◆ EXCERPT PROVIDED ◆

----------------

CAUTI is caused by a germ that gets into the urinary tract. In this case, the germs may be brought into the tract by the catheter. A care team will take many steps to prevent infections. However, a CAUTI can happen when:

  • The catheter is being placed. It can pick up germs from skin around the area.
  • Urine flows back into the bladder.
  • Germs from stool (poop) come in contact with the catheter.
  • Equipment is not used or cleaned as it should be.
  • There are leaks around the catheter.

Risk Factors

CAUTI is more common in women and older people. Other things that raise the risk are:

  • A catheter in place for more than 2 days
  • A history of UTIs
  • Kidney problems
  • Diabetes
  • Immune system problems

Symptoms

Not everyone with CAUTI has symptoms. In those that have them, symptoms may be:

  • Fever or chills
  • Problems thinking clearly
  • Feeling tired, weak, or ill
  • Pain in the back or belly
  • Pain in or around the testicles
  • Blood in the urine

Once the catheter is removed, symptoms may also include:

  • Urge to pass urine often
  • Passing only a small amount of urine
  • Burning or pain when passing urine
  • Pelvic pain

Diagnosis

The doctor will ask about symptoms and health history. A physical exam will be done. The doctor may suspect a CAUTI based on symptoms and an exam.

To confirm a UTI the doctor may order:

  • Urinalysis—to look for signs of infection
  • Urine culture—to find the exact germ causing the infection

Treatment

Antibiotics will treat the infection. They may be given through an IV or taken by mouth. The medicine can be changed based what germ is causing problems.

The catheter will be taken out as soon as it can.

----------------

◆ EXTRACTED ENTRIES ◆
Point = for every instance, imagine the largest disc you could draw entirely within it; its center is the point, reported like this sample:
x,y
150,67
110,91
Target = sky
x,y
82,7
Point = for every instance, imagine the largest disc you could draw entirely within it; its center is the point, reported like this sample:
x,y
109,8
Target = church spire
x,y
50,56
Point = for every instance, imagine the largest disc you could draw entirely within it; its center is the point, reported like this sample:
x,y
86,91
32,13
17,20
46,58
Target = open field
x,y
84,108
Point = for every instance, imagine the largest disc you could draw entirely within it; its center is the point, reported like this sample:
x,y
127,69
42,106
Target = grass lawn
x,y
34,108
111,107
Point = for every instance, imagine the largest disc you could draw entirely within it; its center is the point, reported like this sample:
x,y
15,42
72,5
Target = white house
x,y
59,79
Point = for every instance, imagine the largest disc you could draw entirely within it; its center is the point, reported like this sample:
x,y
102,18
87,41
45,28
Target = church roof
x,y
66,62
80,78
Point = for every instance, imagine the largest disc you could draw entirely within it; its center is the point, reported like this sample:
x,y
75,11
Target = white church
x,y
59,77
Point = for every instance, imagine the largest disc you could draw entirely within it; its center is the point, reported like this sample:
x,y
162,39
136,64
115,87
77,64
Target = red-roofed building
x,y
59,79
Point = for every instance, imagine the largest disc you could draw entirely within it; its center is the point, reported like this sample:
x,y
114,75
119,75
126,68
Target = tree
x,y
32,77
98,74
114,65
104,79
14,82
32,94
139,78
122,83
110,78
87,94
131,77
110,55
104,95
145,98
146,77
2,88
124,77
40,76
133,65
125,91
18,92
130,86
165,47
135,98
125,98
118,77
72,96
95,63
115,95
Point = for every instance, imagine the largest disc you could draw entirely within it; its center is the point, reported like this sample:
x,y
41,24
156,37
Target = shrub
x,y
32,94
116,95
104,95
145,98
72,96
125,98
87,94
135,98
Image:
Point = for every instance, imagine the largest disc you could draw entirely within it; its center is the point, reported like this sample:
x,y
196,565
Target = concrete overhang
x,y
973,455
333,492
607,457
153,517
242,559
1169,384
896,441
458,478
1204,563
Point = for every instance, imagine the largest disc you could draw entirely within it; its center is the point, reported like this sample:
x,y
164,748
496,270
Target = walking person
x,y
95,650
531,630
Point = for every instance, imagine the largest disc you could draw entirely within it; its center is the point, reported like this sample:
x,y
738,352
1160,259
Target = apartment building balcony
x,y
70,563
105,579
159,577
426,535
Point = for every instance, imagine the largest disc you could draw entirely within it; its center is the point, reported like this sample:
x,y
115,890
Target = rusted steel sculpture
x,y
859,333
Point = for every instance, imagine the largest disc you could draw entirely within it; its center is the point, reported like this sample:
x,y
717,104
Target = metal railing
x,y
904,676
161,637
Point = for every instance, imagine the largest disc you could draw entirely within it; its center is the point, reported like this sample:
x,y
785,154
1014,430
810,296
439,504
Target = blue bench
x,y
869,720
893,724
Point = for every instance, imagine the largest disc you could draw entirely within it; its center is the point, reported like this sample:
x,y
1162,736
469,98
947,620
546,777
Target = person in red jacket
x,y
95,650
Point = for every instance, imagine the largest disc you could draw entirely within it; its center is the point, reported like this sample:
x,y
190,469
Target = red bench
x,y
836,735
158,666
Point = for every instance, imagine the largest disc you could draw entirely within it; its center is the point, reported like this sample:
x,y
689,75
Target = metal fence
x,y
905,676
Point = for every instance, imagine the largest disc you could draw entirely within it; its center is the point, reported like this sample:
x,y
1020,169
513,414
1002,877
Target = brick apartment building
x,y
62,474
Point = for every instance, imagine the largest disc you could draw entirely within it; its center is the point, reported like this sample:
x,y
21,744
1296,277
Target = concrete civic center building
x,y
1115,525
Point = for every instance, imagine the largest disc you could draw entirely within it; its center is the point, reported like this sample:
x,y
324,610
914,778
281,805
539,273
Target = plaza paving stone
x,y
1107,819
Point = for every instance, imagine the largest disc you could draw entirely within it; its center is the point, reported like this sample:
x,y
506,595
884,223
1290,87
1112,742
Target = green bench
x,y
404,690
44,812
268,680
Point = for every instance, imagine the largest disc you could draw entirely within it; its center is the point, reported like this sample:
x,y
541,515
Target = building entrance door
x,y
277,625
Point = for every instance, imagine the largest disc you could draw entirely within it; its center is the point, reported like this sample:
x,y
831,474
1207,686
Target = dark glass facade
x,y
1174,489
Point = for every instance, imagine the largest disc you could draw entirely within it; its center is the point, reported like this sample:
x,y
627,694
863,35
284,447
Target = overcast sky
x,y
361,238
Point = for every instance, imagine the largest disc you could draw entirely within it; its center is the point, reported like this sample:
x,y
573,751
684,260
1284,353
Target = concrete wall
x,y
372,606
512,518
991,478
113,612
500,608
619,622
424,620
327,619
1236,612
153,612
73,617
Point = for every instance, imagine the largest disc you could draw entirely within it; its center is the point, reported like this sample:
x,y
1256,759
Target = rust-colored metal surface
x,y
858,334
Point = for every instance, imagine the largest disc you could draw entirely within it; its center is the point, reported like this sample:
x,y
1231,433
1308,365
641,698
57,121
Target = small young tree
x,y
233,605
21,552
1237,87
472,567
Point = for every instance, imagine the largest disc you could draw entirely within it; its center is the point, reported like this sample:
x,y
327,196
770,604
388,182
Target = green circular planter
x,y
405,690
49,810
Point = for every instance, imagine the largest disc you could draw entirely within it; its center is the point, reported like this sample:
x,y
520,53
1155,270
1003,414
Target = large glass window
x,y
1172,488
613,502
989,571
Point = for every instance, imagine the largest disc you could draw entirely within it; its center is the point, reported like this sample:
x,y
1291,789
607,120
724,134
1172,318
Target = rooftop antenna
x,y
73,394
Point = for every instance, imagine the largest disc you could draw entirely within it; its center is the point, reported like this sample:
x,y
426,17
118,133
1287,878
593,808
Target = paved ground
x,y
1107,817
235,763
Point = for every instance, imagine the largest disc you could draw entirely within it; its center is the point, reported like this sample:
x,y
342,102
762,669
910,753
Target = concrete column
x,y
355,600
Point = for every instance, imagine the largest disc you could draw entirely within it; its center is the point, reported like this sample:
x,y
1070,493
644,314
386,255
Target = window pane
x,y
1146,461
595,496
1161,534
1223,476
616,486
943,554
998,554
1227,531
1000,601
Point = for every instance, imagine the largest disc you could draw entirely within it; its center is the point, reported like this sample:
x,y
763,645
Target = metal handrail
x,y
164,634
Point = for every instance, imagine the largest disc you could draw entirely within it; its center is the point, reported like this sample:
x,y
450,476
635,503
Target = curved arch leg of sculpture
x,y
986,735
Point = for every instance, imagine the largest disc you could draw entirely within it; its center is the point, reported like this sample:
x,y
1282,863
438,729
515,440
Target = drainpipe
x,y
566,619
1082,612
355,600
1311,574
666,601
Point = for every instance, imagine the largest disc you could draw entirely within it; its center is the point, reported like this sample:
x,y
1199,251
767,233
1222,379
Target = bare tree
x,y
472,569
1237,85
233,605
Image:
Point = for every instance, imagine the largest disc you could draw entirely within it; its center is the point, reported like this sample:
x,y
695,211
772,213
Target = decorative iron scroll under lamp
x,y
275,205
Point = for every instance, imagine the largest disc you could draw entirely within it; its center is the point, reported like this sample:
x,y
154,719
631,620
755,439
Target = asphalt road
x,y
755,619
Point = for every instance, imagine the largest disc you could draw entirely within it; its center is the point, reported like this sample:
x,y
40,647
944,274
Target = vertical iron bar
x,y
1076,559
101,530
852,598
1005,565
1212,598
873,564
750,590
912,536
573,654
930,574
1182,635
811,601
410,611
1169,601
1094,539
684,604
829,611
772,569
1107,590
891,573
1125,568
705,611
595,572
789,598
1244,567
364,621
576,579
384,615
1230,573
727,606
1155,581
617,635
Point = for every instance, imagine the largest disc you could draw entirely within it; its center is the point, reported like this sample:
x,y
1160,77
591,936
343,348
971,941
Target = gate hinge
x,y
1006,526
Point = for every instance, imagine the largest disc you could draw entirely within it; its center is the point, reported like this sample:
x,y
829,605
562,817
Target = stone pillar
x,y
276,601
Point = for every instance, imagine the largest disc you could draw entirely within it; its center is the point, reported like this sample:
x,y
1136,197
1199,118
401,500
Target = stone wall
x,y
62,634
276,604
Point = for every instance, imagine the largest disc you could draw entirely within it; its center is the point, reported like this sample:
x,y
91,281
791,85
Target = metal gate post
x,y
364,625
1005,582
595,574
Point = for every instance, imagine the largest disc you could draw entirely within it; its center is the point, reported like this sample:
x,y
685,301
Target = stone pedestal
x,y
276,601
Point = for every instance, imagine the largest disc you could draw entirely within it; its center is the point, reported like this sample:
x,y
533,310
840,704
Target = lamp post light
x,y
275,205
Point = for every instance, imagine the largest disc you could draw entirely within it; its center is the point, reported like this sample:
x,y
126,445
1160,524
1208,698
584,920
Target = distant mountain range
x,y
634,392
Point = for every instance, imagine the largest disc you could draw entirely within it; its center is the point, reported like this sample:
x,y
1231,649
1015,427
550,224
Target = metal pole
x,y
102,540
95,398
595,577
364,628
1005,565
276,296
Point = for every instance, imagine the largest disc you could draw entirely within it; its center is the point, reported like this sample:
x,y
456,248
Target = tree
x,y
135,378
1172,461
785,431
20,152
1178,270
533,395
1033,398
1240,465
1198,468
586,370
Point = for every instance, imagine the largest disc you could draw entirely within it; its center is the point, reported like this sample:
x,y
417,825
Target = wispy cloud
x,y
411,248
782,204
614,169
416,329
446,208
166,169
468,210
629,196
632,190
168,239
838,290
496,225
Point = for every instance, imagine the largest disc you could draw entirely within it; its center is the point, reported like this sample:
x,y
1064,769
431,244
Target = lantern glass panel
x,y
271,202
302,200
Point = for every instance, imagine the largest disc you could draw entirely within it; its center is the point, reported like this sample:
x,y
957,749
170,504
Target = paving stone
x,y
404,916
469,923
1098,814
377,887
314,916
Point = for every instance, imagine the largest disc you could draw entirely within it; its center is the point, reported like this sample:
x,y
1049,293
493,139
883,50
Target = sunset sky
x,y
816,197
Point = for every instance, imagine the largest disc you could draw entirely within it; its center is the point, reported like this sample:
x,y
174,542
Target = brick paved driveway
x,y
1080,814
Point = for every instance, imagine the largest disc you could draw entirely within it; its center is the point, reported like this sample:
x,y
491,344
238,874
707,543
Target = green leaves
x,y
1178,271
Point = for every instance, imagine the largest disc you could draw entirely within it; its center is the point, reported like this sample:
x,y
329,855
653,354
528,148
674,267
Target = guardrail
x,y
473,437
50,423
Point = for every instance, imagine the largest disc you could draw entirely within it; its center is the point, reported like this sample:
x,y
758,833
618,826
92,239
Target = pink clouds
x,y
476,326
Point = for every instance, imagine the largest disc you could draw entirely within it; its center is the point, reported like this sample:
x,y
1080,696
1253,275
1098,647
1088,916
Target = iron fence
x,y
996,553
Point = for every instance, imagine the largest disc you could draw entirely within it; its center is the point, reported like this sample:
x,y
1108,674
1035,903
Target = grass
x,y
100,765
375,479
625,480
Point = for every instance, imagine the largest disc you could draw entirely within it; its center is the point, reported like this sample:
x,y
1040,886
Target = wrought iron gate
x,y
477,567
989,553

----------------

Quote the passage on catheter infections word for word, from "To confirm a" up to and including "is causing problems.". The records have no connection to the text.

To confirm a UTI the doctor may order:

  • Urinalysis—to look for signs of infection
  • Urine culture—to find the exact germ causing the infection

Treatment

Antibiotics will treat the infection. They may be given through an IV or taken by mouth. The medicine can be changed based what germ is causing problems.